WHAT IS EXPECTED >>
Copy out the data verbatim, from the line containing "target: stone building" through the end of the data.

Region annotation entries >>
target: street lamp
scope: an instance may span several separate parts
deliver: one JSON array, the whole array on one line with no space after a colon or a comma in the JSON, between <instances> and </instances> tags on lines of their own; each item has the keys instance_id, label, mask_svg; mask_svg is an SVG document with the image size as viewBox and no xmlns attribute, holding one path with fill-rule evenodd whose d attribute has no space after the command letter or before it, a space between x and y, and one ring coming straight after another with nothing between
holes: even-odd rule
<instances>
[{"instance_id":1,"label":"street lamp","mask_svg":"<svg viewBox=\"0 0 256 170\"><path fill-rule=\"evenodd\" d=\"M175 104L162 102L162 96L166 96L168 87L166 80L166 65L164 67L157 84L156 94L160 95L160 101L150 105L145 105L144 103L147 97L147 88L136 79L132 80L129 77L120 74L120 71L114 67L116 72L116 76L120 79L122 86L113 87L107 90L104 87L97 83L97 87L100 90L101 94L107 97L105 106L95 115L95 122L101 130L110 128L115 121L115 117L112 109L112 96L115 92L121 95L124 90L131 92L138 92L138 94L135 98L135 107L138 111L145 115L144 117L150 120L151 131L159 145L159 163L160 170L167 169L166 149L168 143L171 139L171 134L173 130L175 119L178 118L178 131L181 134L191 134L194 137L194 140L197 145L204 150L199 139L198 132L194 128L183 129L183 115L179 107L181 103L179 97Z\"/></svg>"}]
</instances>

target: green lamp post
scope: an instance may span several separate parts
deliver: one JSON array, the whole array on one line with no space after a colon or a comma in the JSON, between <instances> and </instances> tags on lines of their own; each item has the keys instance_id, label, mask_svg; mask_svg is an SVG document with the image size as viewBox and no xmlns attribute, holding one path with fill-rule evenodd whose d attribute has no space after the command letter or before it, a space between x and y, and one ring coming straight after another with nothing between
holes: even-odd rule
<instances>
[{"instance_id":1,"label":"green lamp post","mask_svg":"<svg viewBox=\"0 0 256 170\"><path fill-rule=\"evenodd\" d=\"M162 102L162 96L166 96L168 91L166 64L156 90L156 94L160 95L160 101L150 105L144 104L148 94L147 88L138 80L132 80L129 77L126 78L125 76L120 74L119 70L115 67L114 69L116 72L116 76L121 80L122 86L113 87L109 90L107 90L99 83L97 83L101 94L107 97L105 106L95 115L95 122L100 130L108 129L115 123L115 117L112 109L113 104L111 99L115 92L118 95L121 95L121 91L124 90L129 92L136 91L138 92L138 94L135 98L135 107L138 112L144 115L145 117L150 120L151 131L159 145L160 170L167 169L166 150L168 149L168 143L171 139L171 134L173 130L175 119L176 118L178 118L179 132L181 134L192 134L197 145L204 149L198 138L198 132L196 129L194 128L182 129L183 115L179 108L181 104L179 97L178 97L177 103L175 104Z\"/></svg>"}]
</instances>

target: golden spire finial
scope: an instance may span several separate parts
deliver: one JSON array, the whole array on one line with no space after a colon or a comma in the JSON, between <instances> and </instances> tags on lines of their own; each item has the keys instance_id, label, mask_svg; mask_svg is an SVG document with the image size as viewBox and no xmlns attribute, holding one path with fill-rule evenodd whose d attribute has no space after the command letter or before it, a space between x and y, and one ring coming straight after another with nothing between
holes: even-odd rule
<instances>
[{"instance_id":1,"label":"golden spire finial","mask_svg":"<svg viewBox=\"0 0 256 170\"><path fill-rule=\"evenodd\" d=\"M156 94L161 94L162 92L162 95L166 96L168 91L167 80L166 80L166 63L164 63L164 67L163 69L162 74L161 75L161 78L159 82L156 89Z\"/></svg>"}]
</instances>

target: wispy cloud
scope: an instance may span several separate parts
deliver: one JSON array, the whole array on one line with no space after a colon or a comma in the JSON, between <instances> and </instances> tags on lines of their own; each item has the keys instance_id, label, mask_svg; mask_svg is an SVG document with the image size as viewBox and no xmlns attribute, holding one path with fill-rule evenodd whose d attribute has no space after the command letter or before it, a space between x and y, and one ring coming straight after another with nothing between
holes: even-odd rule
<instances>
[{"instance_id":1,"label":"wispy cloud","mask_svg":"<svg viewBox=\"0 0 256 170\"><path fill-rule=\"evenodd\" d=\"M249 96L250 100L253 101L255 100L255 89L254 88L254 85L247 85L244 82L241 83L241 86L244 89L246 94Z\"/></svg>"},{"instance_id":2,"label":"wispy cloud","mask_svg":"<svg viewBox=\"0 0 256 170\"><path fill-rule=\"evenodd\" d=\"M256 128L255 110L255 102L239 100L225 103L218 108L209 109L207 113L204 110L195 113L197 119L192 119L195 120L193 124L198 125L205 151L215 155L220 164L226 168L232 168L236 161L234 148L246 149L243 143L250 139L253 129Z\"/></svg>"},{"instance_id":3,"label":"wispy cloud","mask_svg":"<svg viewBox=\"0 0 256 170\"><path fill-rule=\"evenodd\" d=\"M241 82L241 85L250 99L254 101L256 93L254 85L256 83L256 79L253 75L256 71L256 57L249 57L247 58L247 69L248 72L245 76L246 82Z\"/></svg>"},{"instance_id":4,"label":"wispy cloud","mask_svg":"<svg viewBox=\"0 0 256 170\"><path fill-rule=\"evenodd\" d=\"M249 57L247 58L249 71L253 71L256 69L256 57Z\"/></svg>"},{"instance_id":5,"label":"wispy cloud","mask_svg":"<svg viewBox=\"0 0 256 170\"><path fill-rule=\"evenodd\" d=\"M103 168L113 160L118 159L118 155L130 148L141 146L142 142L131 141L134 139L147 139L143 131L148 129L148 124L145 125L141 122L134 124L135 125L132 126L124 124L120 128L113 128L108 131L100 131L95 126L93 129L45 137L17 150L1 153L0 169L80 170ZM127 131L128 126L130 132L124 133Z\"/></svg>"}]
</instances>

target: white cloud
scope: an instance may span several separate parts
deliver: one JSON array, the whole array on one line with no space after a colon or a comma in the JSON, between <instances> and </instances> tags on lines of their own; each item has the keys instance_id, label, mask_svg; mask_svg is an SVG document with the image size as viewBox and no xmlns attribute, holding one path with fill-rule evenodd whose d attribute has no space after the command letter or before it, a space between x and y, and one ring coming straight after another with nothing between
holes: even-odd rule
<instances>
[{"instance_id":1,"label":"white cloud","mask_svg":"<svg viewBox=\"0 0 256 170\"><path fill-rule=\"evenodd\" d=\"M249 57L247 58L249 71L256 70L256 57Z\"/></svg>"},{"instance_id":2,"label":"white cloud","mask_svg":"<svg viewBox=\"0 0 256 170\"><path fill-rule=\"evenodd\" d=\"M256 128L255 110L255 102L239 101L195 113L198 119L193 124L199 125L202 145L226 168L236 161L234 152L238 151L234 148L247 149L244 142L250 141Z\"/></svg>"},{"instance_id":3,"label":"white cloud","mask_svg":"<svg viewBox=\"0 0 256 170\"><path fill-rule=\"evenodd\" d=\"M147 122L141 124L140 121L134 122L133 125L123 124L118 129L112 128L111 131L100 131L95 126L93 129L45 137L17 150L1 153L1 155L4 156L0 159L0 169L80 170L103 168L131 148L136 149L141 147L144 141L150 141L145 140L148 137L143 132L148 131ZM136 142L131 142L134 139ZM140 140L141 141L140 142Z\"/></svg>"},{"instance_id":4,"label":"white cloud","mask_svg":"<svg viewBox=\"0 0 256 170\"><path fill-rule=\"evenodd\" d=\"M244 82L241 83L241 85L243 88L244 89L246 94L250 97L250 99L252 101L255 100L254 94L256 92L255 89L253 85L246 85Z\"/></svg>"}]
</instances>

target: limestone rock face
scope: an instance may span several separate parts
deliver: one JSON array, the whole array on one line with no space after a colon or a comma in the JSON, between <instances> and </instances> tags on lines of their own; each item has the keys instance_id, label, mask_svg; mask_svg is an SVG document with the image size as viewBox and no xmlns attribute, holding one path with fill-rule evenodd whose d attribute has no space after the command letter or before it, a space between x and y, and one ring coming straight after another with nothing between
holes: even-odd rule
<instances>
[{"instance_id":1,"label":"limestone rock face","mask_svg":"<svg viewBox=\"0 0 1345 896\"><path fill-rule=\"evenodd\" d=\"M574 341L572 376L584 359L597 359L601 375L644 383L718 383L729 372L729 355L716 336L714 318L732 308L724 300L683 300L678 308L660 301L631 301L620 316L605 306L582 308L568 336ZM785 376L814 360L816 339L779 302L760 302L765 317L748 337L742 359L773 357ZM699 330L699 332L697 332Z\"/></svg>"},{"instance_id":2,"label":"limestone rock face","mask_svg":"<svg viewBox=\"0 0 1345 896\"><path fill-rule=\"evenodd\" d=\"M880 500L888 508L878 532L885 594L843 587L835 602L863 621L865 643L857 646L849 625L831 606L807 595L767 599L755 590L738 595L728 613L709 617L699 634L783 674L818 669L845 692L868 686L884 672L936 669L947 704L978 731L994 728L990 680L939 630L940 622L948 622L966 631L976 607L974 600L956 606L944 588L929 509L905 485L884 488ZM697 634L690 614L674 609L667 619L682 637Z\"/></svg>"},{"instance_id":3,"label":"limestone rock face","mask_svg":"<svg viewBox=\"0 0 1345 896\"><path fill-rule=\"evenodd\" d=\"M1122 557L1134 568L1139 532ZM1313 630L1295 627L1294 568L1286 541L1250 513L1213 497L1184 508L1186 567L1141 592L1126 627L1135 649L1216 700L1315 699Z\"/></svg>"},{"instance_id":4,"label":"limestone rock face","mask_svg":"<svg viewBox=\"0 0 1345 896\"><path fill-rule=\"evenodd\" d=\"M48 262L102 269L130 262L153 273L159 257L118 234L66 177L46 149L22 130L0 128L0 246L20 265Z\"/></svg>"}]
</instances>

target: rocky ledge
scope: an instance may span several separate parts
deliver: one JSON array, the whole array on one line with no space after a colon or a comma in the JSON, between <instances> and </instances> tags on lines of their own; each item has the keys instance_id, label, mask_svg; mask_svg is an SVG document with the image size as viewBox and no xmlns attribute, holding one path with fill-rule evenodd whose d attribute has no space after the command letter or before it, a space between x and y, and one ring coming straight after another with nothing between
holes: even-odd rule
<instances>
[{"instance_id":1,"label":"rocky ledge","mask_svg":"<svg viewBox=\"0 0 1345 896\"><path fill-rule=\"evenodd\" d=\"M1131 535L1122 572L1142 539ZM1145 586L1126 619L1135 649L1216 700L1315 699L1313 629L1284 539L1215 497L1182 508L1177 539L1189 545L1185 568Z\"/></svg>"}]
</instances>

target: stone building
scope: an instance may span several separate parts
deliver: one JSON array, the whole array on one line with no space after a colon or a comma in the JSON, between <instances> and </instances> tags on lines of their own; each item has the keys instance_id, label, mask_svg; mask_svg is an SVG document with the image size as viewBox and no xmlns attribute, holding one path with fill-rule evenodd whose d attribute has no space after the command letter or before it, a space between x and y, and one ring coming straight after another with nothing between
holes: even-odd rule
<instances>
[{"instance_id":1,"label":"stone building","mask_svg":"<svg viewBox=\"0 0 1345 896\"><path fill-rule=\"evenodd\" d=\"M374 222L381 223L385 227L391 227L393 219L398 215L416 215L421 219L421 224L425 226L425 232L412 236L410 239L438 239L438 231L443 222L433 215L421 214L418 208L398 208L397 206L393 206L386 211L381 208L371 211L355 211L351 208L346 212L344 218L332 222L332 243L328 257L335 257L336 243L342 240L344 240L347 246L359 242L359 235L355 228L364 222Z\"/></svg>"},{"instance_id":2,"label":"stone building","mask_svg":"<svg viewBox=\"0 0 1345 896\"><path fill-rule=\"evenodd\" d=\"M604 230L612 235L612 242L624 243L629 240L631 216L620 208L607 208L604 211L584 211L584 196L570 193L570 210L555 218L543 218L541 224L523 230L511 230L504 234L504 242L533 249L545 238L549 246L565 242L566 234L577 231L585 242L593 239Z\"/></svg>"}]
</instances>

ANSWER TO THE EXERCISE >>
target: stone building
scope: an instance may span several separate parts
deliver: one JSON array, the whole array on one line with no space after a colon or a comma in the JSON, between <instances> and </instances> tags on lines of their own; each item has the keys instance_id, label, mask_svg; mask_svg is an SVG document with the image size as viewBox and no xmlns attribute, holding one path with fill-rule evenodd whose d attribute has no space after the command letter or before it, a space between x and y, and one ring coming straight after another with nothing between
holes: even-odd rule
<instances>
[{"instance_id":1,"label":"stone building","mask_svg":"<svg viewBox=\"0 0 1345 896\"><path fill-rule=\"evenodd\" d=\"M374 222L381 223L385 227L391 227L393 219L398 215L416 215L421 219L421 224L425 226L425 232L412 236L410 239L438 239L438 231L443 222L433 215L421 214L418 208L398 208L397 206L393 206L386 211L381 208L371 211L355 211L351 208L346 212L344 218L332 222L332 243L328 257L335 257L336 243L342 240L344 240L347 246L359 242L359 235L355 228L364 222Z\"/></svg>"},{"instance_id":2,"label":"stone building","mask_svg":"<svg viewBox=\"0 0 1345 896\"><path fill-rule=\"evenodd\" d=\"M604 230L612 235L612 242L624 243L629 240L631 216L620 208L607 208L604 211L584 211L584 196L570 193L570 210L555 218L543 218L541 224L523 230L511 230L504 234L504 242L533 249L545 238L549 246L565 242L566 234L577 231L585 242L593 239Z\"/></svg>"}]
</instances>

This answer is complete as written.